▶ **Work request**: Nothing in the entries may change when they are transcribed.

[Extracted data entries]
--------------------------------------------------
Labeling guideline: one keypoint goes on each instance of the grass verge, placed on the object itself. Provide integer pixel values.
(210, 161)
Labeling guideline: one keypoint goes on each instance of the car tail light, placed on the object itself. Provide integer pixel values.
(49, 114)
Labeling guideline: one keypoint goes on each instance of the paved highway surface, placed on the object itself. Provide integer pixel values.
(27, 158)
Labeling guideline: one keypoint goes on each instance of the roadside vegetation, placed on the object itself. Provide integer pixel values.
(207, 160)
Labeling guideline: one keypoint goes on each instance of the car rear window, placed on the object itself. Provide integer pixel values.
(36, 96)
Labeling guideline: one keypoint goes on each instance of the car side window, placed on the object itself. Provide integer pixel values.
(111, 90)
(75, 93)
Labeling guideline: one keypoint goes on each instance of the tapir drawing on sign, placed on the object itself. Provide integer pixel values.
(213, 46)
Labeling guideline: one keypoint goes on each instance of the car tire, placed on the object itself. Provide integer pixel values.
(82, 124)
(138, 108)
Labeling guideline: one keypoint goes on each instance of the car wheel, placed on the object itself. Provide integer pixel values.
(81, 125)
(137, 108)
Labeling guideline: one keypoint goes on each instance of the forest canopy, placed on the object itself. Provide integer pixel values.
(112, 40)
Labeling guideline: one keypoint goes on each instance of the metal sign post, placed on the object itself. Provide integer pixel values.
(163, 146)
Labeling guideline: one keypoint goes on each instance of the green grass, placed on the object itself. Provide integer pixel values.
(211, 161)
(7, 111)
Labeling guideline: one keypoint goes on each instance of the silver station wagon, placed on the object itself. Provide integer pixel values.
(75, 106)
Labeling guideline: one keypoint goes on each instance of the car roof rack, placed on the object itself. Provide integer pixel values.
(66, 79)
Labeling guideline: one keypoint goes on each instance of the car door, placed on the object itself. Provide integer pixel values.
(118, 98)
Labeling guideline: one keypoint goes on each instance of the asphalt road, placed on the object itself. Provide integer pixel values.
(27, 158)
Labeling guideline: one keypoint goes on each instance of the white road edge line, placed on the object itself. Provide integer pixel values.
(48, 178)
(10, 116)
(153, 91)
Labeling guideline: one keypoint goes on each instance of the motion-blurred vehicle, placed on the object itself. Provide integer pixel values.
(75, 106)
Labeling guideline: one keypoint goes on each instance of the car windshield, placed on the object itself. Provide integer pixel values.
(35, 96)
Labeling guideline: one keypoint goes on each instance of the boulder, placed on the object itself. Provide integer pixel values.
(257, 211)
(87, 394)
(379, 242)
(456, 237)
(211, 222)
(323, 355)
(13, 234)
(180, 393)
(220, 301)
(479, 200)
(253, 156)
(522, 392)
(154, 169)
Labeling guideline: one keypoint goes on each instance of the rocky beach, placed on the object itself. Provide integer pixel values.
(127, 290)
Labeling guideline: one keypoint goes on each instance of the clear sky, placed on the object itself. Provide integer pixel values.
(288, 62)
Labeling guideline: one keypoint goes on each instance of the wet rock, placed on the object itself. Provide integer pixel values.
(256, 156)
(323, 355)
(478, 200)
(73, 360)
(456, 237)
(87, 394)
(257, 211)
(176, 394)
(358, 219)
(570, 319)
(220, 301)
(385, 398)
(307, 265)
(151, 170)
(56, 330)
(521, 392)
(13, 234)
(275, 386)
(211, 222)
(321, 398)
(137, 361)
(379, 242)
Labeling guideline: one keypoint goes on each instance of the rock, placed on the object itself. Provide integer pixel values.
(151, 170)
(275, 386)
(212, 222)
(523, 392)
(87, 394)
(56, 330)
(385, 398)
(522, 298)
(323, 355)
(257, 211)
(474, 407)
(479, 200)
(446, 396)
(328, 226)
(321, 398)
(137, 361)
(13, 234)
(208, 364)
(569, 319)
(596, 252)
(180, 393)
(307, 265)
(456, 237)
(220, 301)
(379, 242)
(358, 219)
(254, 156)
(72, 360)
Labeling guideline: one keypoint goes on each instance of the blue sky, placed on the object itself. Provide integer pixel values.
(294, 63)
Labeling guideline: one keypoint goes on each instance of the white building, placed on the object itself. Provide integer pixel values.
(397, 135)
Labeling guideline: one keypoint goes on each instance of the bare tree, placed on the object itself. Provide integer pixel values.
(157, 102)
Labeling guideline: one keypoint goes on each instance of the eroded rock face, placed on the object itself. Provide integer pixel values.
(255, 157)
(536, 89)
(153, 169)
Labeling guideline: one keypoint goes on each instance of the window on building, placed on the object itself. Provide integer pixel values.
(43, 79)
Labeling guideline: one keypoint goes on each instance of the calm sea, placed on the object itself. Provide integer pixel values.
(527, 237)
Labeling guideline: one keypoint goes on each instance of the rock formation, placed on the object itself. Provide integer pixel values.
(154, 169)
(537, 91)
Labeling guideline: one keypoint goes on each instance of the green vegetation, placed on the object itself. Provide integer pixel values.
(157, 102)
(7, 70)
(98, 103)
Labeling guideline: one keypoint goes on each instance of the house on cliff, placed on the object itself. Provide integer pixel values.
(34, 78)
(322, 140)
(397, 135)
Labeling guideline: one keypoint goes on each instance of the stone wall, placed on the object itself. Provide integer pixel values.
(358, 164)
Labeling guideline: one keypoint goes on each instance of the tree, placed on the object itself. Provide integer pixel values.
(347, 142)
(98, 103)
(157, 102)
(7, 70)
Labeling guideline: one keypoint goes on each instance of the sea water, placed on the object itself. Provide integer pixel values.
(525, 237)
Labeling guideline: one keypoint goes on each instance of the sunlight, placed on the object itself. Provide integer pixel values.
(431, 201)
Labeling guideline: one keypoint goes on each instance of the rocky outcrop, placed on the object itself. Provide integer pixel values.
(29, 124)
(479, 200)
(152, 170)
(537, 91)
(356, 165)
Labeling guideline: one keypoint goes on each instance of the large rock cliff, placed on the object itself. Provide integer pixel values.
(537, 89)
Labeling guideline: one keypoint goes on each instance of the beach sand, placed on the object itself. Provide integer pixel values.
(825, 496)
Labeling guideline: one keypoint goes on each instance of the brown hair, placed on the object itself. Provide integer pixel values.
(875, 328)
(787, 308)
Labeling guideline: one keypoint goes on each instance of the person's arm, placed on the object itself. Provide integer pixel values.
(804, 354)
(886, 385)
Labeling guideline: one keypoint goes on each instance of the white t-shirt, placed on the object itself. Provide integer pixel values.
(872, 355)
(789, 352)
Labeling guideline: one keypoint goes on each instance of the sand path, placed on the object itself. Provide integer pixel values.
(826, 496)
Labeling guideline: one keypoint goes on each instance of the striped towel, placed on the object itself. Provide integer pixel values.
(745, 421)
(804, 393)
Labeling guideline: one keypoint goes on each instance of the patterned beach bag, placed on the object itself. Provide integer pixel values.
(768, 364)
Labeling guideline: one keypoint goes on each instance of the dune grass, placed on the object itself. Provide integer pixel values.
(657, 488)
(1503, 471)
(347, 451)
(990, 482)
--------------------------------------------------
▶ **Response to this task**:
Labeling guideline: one keypoint goes on each instance of the grass verge, placed on the object itself. Provide integer pixel values.
(210, 161)
Labeling guideline: one keypoint goes on each instance of the car tail light, placed on the object itself. Provide integer pixel values.
(49, 114)
Labeling guideline: one keypoint goes on each instance of the paved highway surface, placed on the object itself. Provide integer pixel values.
(27, 158)
Labeling guideline: one keypoint goes on each instance of the roadside vegetation, placed on the object itself. Provide integer pixel values.
(207, 160)
Labeling guideline: one keypoint goes on each instance of the car rear window, placed on the object itself. Provide integer pixel values.
(36, 96)
Labeling guideline: one keypoint goes on each instance of the car side window, placed on the object itself. Provide integer pixel values.
(111, 90)
(75, 93)
Labeling guideline: one keypoint goes on each instance of the tapir drawing on sign, placed on the object itself. Provide integer pixel values.
(213, 46)
Labeling guideline: one keypoint goes on each instance of the car tire, placed on the object itself. Provide integer pixel values.
(82, 124)
(138, 108)
Labeling guideline: one keypoint goes on each instance of the car wheel, placed on the object itself. Provide integer pixel values.
(81, 125)
(137, 108)
Labeling guideline: one keypoint goes on each instance of the forest canopy, placed on the object itself. Provide integer pixel values.
(112, 40)
Labeling guideline: one keypoint goes on each instance of the metal sign post, placed on the object itself. Provide integer pixel values.
(163, 146)
Labeling guideline: one keypoint goes on each instance of the green grass, placed on the object itself. Provide integer pixel values.
(211, 161)
(7, 111)
Labeling guideline: one keypoint goes on each instance of the silver station wagon, placed on the object itself. Provide integer pixel values.
(75, 106)
Labeling guideline: one keypoint goes on each instance of the car roof rack, placed on the object itself. Provide integer pixel values.
(66, 79)
Labeling guideline: one keypoint goes on each instance of the car door, placed on the object itself. Provide integer pixel values.
(118, 98)
Labeling guideline: one keypoint goes on each instance of the asphalt road, placed on the object itself. Provide integer pixel values.
(27, 158)
Labeling guideline: one keypoint goes on each instance of the white road edge line, placed on the object itself. Provide integer pixel values.
(48, 178)
(10, 116)
(153, 91)
Labeling guideline: one keypoint goes on each instance of the motion-blurred vehicle, placed on the object itself. Provide integer pixel values.
(75, 106)
Labeling guideline: one keypoint goes on each instance of the car windshield, placed on the object itself. Provide integer pixel values.
(35, 96)
Labeling guideline: one keypoint goes on each instance of the boulder, placed on the object itself. Provide integer pixel values.
(257, 211)
(87, 394)
(379, 242)
(456, 237)
(211, 222)
(323, 355)
(13, 234)
(180, 393)
(220, 301)
(479, 200)
(253, 156)
(522, 392)
(154, 169)
Labeling guideline: one keypoint goes on each instance of the rocky beach, placed on the object itself. Provide integer pixel values.
(127, 290)
Labeling guideline: one keypoint goes on each instance of the clear sky, placed on the object itself. Provide integer pixel values.
(288, 62)
Labeling guideline: one keypoint goes on each instance of the wet rock, placed on the object itself. Provide integer pixel values.
(256, 156)
(323, 355)
(478, 200)
(73, 360)
(456, 237)
(87, 394)
(257, 211)
(176, 394)
(358, 219)
(570, 319)
(220, 301)
(385, 398)
(307, 265)
(151, 170)
(56, 330)
(521, 392)
(13, 234)
(275, 386)
(211, 222)
(321, 398)
(137, 361)
(379, 242)
Labeling guideline: one keypoint goes on each instance of the rock, placed on the object itself. Provide integer pixel values.
(151, 170)
(275, 386)
(212, 222)
(523, 392)
(87, 394)
(56, 330)
(385, 398)
(522, 298)
(323, 355)
(257, 211)
(474, 407)
(479, 200)
(446, 396)
(328, 226)
(321, 398)
(137, 361)
(13, 234)
(208, 364)
(569, 319)
(596, 252)
(180, 393)
(307, 265)
(456, 237)
(220, 301)
(379, 242)
(358, 219)
(254, 156)
(72, 360)
Labeling guideline: one keypoint goes on each instance of the blue sky, placed on the object itself. Provide integer pixel values.
(294, 63)
Labeling guideline: one keypoint goes on each instance of the white building, placed on the object itself. Provide integer pixel values.
(397, 135)
Labeling guideline: one keypoint goes on each instance of the bare tree, placed on the object itself. Provide integer pixel values.
(157, 102)
Labeling guideline: one keypoint goes on each instance of the eroded rock face, placed on the object itself. Provide integer pixel values.
(255, 157)
(536, 89)
(153, 169)
Labeling guideline: one keypoint goes on each instance of the window on building, placed on the object itself. Provide integer pixel values.
(43, 79)
Labeling guideline: one keypoint goes on each instance of the calm sea, placed on the object itself. Provide integer pixel values.
(527, 237)
Labeling guideline: one keypoint goes on each instance of the rock formation, placed on the object itself. Provide integer pixel values.
(154, 169)
(537, 91)
Labeling guideline: one keypoint goes on each instance of the green vegetation, placed on the object itself. Provide integer pixel values.
(157, 102)
(7, 70)
(98, 103)
Labeling guideline: one keypoint goes on each instance of the house on cliff, placed on the object itself. Provide integer pixel values.
(34, 78)
(322, 140)
(397, 135)
Labeling guideline: one keypoint goes on each instance of the stone wall, placed on the object itself. Provide integer pixel values.
(358, 164)
Labeling guideline: one keypoint goes on each instance of the tree, placed on the object itself. Provide integer pixel values.
(347, 142)
(98, 103)
(157, 102)
(7, 70)
Labeling guideline: one keypoint goes on each instance of the sea water, placed on the object itself. Provide integer pixel values.
(525, 237)
Labeling guideline: one keypoint goes on each instance of the sunlight, placed on the object itself. Provide integer pixel values.
(431, 201)
Labeling guideline: one keypoint goes on each instance of the rocky outcrop, placed on the object itself. Provide integer pixel values.
(29, 124)
(479, 200)
(152, 170)
(537, 91)
(356, 165)
Labeling guideline: one keypoint goes on each instance of the large rock cliff, placed on the object itself. Provide integer pixel values.
(537, 89)
Labeling guideline: one keypoint goes on each instance of the beach sand, placed on the object itself. Provide integer pixel values.
(825, 496)
Labeling guideline: one keypoint goes on each instance of the brown hair, placed on the object itself. Provide integer pixel values.
(875, 328)
(787, 308)
Labeling guideline: one keypoint goes on each instance of the person's arm, placed on the object itself. Provide integer pixel values.
(804, 354)
(886, 385)
Labeling guideline: one keypoint goes on each instance of the white t-shirt, placed on the object itself. Provide integer pixel values.
(872, 355)
(789, 352)
Labeling guideline: one keypoint goes on each instance of the sand path, placed on the object itself. Provide integer pixel values.
(826, 496)
Labeling guideline: one keypoint goes on each instance of the striped towel, placed on the object itself. Provide integer pixel values.
(745, 421)
(804, 393)
Labeling guideline: one keypoint goes on each instance of the patterned beach bag, placed on the object itself. Provide integer pixel values.
(768, 364)
Labeling guideline: one keypoint goes on each instance of the dune grass, placed on the object itself. Provide integer pixel values.
(657, 488)
(1503, 471)
(347, 451)
(990, 482)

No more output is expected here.